(Source records Opens)

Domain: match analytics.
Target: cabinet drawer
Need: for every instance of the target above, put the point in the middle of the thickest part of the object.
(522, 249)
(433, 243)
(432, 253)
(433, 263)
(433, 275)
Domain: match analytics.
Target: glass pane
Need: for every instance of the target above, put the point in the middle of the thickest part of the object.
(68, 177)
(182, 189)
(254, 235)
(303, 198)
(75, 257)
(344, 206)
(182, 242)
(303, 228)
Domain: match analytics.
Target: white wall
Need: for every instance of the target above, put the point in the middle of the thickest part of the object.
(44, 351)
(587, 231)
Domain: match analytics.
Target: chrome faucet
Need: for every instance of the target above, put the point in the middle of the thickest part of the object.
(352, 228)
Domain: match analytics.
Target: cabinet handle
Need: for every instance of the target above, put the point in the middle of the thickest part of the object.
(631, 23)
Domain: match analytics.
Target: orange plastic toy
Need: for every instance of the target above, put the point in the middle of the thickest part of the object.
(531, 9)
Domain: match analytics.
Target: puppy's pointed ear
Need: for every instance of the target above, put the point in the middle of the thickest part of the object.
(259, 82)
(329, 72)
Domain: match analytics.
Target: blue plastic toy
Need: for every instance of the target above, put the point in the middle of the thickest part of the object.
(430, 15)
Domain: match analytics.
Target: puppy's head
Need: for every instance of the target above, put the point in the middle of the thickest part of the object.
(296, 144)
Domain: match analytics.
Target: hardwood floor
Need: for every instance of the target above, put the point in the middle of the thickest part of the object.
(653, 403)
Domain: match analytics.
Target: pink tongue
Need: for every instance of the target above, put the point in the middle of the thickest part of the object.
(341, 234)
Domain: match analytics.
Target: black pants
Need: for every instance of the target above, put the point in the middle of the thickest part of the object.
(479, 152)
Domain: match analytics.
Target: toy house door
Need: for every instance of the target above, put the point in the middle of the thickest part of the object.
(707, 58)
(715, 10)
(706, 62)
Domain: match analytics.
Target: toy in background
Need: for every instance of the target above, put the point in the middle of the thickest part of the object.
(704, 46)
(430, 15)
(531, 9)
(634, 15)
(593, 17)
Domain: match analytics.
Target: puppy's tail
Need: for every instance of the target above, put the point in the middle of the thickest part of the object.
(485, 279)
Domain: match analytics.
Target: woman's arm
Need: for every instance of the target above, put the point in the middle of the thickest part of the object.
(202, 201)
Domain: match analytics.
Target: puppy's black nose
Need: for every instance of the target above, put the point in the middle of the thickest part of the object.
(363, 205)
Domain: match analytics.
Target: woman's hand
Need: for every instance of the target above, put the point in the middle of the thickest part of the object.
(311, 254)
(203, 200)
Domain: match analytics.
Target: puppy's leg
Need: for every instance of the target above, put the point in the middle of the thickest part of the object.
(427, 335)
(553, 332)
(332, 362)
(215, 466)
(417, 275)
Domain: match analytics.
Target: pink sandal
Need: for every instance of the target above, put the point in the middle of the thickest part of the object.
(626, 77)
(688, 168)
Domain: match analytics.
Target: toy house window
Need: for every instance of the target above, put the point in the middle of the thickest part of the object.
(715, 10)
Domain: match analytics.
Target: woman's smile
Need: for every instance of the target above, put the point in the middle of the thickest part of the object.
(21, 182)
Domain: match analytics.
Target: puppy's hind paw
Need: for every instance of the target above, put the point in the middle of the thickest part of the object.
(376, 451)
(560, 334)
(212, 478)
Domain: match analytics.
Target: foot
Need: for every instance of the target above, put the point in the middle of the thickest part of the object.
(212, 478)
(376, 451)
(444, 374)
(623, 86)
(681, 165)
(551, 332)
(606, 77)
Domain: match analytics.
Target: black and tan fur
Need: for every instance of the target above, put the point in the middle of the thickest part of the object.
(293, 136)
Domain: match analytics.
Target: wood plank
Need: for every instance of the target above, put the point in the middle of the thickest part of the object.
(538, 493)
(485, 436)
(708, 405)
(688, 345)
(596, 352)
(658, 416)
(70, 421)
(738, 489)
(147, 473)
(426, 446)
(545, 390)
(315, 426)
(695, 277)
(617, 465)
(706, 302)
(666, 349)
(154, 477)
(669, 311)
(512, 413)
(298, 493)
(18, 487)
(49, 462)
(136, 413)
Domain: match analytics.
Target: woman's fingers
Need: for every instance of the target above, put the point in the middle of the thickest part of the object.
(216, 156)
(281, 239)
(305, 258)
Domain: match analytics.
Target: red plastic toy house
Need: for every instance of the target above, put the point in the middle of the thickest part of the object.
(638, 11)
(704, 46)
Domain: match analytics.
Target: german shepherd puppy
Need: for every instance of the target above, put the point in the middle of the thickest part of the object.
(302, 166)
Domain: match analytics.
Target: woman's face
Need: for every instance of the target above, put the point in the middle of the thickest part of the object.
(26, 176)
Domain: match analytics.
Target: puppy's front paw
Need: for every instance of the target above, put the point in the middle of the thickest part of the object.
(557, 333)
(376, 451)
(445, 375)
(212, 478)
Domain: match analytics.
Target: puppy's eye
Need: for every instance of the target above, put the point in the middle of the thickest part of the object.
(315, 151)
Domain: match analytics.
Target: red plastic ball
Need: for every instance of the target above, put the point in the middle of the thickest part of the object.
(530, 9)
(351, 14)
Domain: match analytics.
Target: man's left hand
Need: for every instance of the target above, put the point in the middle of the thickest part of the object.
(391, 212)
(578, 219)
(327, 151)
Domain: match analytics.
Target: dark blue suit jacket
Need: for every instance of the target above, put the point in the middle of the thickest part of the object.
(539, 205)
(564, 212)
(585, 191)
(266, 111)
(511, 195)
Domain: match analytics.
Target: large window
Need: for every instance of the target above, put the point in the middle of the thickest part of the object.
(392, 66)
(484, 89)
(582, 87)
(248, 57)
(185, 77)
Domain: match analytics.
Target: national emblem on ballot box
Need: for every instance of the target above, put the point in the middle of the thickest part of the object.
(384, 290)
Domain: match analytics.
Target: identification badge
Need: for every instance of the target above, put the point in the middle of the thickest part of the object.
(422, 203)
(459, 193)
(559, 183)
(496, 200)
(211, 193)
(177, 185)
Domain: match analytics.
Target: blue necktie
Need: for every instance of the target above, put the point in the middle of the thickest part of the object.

(Source records Closes)

Repeat all of the records above exactly as they appear.

**Written response**
Domain: match analytics.
Target: cabinet drawer
Need: for every instance of the target above, put the point in the middle of the thickest part of the object.
(522, 249)
(433, 243)
(432, 253)
(433, 263)
(433, 275)
Domain: match analytics.
Target: glass pane
Need: for every instance of the target above, put the point in the middle of the thickest part of the object.
(68, 177)
(182, 189)
(254, 235)
(303, 198)
(75, 257)
(344, 206)
(182, 242)
(303, 228)
Domain: match analytics.
Target: white wall
Need: for every instance of the target above, put the point in the middle of the thickest part of the object.
(44, 351)
(587, 231)
Domain: match analytics.
Target: chrome faucet
Need: for every instance of the target above, put the point in the middle of the thickest part of the object.
(352, 228)
Domain: match analytics.
Target: cabinet handle
Need: for every instance of the target above, put the point in the middle of the thickest part of the object.
(631, 23)
Domain: match analytics.
Target: orange plastic toy
Need: for every instance of the target above, put the point in the middle of the thickest part of the object.
(531, 9)
Domain: match analytics.
Target: puppy's pointed ear
Need: for every instance of the target above, put the point in the middle of the thickest part of the object.
(259, 82)
(329, 72)
Domain: match analytics.
Target: blue plastic toy
Need: for every instance of the target above, put the point in the middle of the thickest part of the object.
(430, 15)
Domain: match analytics.
Target: puppy's head
Need: for every instance of the target above, put the point in the middle of the thickest part of the object.
(296, 144)
Domain: match analytics.
Target: hardwood floor
Need: for every instance of the target above, put the point in the middle of the thickest part of the object.
(653, 403)
Domain: match analytics.
Target: pink tongue
Need: for every instance of the target above, put the point in the middle of the thickest part of the object.
(341, 234)
Domain: match analytics.
Target: black pants
Need: for every instance of the target above, put the point in the middle of the thickest part of the object.
(479, 152)
Domain: match analytics.
Target: toy house door
Need: for every instance of the target above, put the point in the middle of the thickest part of the object.
(707, 58)
(715, 10)
(706, 62)
Domain: match analytics.
Target: toy in background
Need: for every instance of the target above, put the point in the middle of the thickest part of the object.
(704, 46)
(430, 15)
(531, 9)
(634, 15)
(593, 17)
Domain: match analytics.
Target: puppy's tail
Need: for every instance of the target above, put the point in the middle of the thickest part of the object.
(485, 279)
Domain: match analytics.
Target: woman's arm
Need: for every instance of the target above, put the point in the middle of the thickest part of the object.
(202, 201)
Domain: match analytics.
Target: puppy's black nose
Need: for every instance of the target above, put the point in the middle of the thickest part of the object.
(363, 205)
Domain: match analytics.
Target: woman's hand
Need: for every instance of the target above, put the point in the middle of the thickest part of the object.
(311, 254)
(203, 200)
Domain: match analytics.
Target: puppy's leg
Need: for every instance of the target above, put the point in the middle of the thickest part of the object.
(427, 335)
(553, 332)
(332, 362)
(215, 466)
(417, 275)
Domain: match analytics.
Target: pink sandal
Need: for every instance of the target above, put the point in the middle of the thickest part of the object.
(626, 77)
(688, 168)
Domain: match analytics.
Target: toy house window
Need: for every instance of the target above, put the point in the middle of the thickest part of the object.
(715, 10)
Domain: match analytics.
Target: woman's smile
Need: for every instance of the target above, put the point in the middle of the thickest part of the object.
(21, 182)
Domain: match analytics.
Target: puppy's hind paw
Need: for every instance of the target above, put the point in the middle of the thickest part of the object.
(376, 451)
(560, 334)
(212, 478)
Domain: match analytics.
Target: foot
Need: for every instance of the target above, put the point in the middle of the thickest part of the object.
(212, 478)
(376, 451)
(444, 374)
(623, 86)
(681, 165)
(551, 332)
(606, 77)
Domain: match analytics.
Target: black and tan fur
Need: for every instance of the target above, put the point in the middle of the thickest part of the object.
(293, 136)
Domain: match analytics.
Target: wood plank
Need: for every instance of the target above, put the point in the middle of the thickest part of the object.
(538, 493)
(485, 436)
(708, 405)
(688, 345)
(596, 352)
(658, 416)
(70, 421)
(738, 489)
(147, 473)
(426, 446)
(545, 390)
(315, 426)
(695, 277)
(617, 465)
(706, 302)
(666, 349)
(154, 477)
(669, 311)
(512, 413)
(298, 493)
(18, 487)
(49, 462)
(136, 413)
Domain: match analytics.
Target: woman's fingers
Need: for every instance of the target above, put the point in the middle of the thickest part of the object.
(216, 156)
(281, 239)
(305, 258)
Domain: match analytics.
Target: red plastic toy house
Need: for every instance of the target above, put the point in the middle of the thickest part of the object.
(638, 11)
(704, 46)
Domain: match analytics.
Target: german shepherd puppy
Need: for every instance of the target above, put the point in the middle of the thickest part of the object.
(302, 166)
Domain: match analytics.
Target: woman's face
Need: for every instance of the target above, put the point in the middle of the thickest part of the object.
(26, 176)
Domain: match analytics.
Target: puppy's front paw
Need: for every instance of the target above, put the point in the middle of the thickest part of the object.
(557, 333)
(376, 451)
(445, 375)
(212, 478)
Domain: match analytics.
Target: puppy's eye
Need: for every instance of the target above, put the point in the middle of the thickest part of the object.
(315, 151)
Domain: match analytics.
Target: red plastic ball
Need: for every instance of the target above, put the point in the middle of the thickest part of the object.
(530, 9)
(351, 14)
Domain: match analytics.
Target: man's left hand
Need: for every instance of the target above, put the point in the middle of the thickest part of the object.
(391, 212)
(578, 219)
(327, 151)
Domain: match analytics.
Target: dark blue suit jacket
Need: for every instance of the target above, put the point in the middle of the thickest part of the object.
(539, 205)
(564, 212)
(585, 191)
(266, 111)
(511, 195)
Domain: match analytics.
Target: large window
Need: for every instance of the target above, put the point in the middle of the thickest part of the object.
(392, 66)
(484, 89)
(582, 87)
(248, 57)
(185, 77)
Domain: match analytics.
Target: national emblem on ballot box
Need: for every instance of the target above, put the point in the middle of the thickest part of the object.
(384, 290)
Domain: match analytics.
Target: identification badge
Need: for every instance of the target above, put the point in the middle of the thickest part of the object.
(422, 203)
(459, 193)
(559, 183)
(496, 200)
(211, 193)
(177, 185)
Domain: match analytics.
Target: blue necktie
Need: for every instance of the target above, put the point in the middle of the thickest part of the object.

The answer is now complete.